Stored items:
—————

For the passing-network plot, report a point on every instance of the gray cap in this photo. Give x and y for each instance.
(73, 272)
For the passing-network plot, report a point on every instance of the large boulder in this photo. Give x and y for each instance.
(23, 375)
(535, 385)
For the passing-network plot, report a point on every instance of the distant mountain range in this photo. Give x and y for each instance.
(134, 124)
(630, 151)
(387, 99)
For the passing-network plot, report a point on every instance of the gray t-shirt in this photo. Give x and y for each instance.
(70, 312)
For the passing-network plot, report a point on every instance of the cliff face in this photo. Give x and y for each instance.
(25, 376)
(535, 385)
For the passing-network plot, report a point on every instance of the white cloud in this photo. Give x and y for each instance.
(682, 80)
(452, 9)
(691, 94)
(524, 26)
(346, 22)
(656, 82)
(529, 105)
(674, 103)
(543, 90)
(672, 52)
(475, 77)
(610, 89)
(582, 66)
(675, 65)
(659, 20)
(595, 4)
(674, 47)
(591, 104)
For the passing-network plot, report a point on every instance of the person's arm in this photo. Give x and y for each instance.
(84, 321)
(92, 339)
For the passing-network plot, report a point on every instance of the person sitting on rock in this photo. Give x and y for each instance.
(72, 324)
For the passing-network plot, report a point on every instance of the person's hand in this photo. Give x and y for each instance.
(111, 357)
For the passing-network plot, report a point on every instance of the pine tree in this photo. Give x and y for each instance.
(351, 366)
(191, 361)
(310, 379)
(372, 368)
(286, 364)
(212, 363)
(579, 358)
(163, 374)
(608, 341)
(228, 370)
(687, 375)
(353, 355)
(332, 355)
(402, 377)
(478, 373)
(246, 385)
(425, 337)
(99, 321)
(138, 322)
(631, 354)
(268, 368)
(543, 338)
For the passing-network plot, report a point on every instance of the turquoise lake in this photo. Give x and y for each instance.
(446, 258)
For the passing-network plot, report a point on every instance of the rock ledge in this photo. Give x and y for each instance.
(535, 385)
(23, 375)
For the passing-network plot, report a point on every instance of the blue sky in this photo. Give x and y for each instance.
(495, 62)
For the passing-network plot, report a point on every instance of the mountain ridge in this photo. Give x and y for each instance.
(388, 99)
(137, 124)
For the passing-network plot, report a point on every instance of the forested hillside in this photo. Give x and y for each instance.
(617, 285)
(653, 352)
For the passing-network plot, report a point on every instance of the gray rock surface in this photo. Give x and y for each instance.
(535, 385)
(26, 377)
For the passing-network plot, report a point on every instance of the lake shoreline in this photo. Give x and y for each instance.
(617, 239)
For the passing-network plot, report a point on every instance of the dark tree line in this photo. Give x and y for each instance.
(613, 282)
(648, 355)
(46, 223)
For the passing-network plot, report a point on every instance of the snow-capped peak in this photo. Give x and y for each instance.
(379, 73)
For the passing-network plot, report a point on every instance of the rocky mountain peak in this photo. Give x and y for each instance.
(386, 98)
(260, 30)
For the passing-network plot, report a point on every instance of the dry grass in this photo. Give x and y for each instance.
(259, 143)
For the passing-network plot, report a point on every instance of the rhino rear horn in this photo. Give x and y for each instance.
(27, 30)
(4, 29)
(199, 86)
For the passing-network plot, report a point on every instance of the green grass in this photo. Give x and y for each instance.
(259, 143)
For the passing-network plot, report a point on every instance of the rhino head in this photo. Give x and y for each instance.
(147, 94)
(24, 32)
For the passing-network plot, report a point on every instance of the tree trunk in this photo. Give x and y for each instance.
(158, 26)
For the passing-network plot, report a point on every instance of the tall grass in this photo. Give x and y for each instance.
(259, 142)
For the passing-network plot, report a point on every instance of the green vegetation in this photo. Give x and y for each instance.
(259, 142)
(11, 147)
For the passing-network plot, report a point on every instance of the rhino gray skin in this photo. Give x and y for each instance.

—————

What is being asked: Rewrite all of the lines above, swapping "instance" for "occurrence" wherever it appears and leaving everything else unchanged.

Expected answer:
For the passing-network plot, report a point on every occurrence of the gray cap in this photo. Give x and y for each occurrence.
(73, 272)
For the passing-network plot, report a point on every occurrence of the large boulder in this photo. Give x and y for each occurrence.
(23, 375)
(535, 385)
For the passing-network plot, report a point on every occurrence of the distant mountain range in this photo. Give x and y for each occurrence.
(134, 124)
(630, 151)
(387, 99)
For the passing-network plot, report a point on every occurrence of the gray t-shirt in this photo. Give x and y for each occurrence.
(70, 312)
For the passing-network plot, report a point on every occurrence of the cliff face in this photo. Give x and y for each occurrence.
(25, 376)
(535, 385)
For the passing-network plot, report a point on every occurrence of the white cloud in this photo. Give x and y for each occurrence.
(682, 80)
(452, 9)
(691, 94)
(524, 26)
(346, 22)
(656, 82)
(529, 105)
(674, 103)
(543, 90)
(672, 52)
(475, 77)
(610, 89)
(582, 66)
(675, 65)
(659, 20)
(595, 4)
(674, 47)
(591, 104)
For the passing-network plot, report a point on every occurrence of the person's arm in this photo. Give x and y for each occurrence.
(84, 321)
(92, 339)
For the passing-network plot, report a point on every occurrence of the person sitting on rock in this photo. Give x and y for each occurrence.
(72, 324)
For the passing-network plot, report a point on every occurrence of the person's hand in this photo. Give x and y for each occurrence.
(111, 357)
For the passing-network plot, report a point on every occurrence of the pine tree in this photo. Give x and y for each occurrence.
(351, 366)
(191, 361)
(310, 379)
(372, 368)
(286, 364)
(212, 363)
(579, 358)
(163, 374)
(608, 341)
(228, 370)
(687, 375)
(353, 355)
(332, 355)
(402, 377)
(478, 373)
(246, 385)
(425, 337)
(99, 321)
(138, 322)
(631, 354)
(268, 368)
(543, 338)
For the passing-network plot, report a point on every occurrence of the turquoise lake in this photo. Give x and y for each occurrence.
(446, 258)
For the passing-network plot, report a point on every occurrence of the rock ledge in this photo. Give x and y for each occurrence.
(535, 385)
(23, 375)
For the passing-network plot, report a point on every occurrence of the blue sky in this photo. Give x and y for each occurrence.
(495, 62)
For the passing-network plot, report a point on every occurrence of the mountain ridge in this photo. Give x and y for each occurrence.
(388, 99)
(137, 124)
For the passing-network plot, report a point on every occurrence of the forested hillside in this photo. Give x and y for each occurrence.
(617, 285)
(653, 352)
For the passing-network plot, report a point on every occurrence of the gray rock surface in this photo. Give x and y for each occurrence.
(535, 385)
(26, 377)
For the passing-network plot, report a point on every occurrence of the lake shoreline in this photo. Give x and y for each occurrence.
(617, 239)
For the passing-network plot, report a point on every occurrence of the dark tree line in this photo. Give x and y for each occurrence.
(613, 282)
(648, 355)
(46, 223)
For the passing-network plot, report a point on every occurrence of the snow-capped peak in this photo. Give x and y for each occurrence.
(379, 73)
For the passing-network plot, report a point on every occurrence of the rocky mountain peak in this photo. Give x and y for each occurrence.
(386, 98)
(260, 30)
For the passing-network plot, report a point on every occurrence of the dry grass in this photo. Give x and y for each occurrence.
(259, 143)
For the passing-network plot, report a point on every occurrence of the rhino rear horn in this photo. Give x and y for each occurrence.
(27, 30)
(4, 29)
(199, 86)
For the passing-network plot, report a point on every occurrence of the green grass in this photo. Give x and y for each occurrence.
(259, 143)
For the passing-network plot, report a point on every occurrence of the rhino head in this photo. Give x and y for each occurrence.
(147, 94)
(24, 32)
For the passing-network plot, report a point on every occurrence of the tree trunk in this photo. Give x and y for each occurrence.
(158, 26)
For the passing-network plot, report a point on every occurrence of the tall grass in this photo. Give x and y for each occurrence.
(259, 142)
For the passing-network plot, report a point on every occurrence of the green vegetation in this photo. Give x and y for each occurrence.
(259, 142)
(11, 147)
For the passing-network plot, report a point on every occurrence of the rhino gray skin in this photo. Give x and y for each occurrence.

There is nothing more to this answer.